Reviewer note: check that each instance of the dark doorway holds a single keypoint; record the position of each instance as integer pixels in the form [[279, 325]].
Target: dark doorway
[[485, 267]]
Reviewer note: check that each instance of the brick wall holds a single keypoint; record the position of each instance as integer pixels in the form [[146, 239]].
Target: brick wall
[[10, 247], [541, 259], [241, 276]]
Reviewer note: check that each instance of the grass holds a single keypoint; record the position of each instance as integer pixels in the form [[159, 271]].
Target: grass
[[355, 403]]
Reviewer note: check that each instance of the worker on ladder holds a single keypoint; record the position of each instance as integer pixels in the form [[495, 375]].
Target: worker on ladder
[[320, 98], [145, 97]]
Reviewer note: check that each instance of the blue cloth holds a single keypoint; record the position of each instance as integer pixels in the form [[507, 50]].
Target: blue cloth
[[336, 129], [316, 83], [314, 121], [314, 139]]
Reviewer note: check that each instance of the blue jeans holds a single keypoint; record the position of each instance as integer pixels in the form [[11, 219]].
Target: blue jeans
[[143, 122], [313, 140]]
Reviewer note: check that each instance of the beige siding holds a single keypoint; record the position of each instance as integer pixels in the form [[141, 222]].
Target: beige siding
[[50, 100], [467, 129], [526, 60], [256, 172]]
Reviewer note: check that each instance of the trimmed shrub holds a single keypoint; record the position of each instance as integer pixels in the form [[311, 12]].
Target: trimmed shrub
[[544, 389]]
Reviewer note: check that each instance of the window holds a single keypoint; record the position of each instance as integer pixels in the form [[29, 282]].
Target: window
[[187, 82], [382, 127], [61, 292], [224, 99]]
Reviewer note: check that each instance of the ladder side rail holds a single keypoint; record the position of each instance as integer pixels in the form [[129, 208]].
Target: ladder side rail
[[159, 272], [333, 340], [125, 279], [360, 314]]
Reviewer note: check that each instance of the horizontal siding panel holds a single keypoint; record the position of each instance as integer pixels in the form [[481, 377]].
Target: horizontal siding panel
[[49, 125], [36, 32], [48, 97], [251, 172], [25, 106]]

· · · · ·

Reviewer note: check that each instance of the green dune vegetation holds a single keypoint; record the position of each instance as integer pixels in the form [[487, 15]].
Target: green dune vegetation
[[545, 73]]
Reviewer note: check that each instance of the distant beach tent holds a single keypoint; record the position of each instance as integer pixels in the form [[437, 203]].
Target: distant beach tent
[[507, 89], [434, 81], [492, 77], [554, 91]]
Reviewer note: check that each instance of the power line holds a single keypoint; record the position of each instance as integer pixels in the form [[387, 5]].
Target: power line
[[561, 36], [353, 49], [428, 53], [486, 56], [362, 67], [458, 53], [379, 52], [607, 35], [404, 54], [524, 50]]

· · · · ·

> _What the task requires_
Extract the lines of the preceding material that run from the line with "Target: distant beach tent" through the line with "Reviewer note: check that each instance of the power", inclusive, reproducing them exactly and adding nothing.

> _Your solution_
Target: distant beach tent
[[507, 89], [434, 81], [492, 77], [554, 91]]
Reviewer note: check that each instance of the power line holds a single keypoint; record the position of each instance as integer pixels in the form [[387, 5]].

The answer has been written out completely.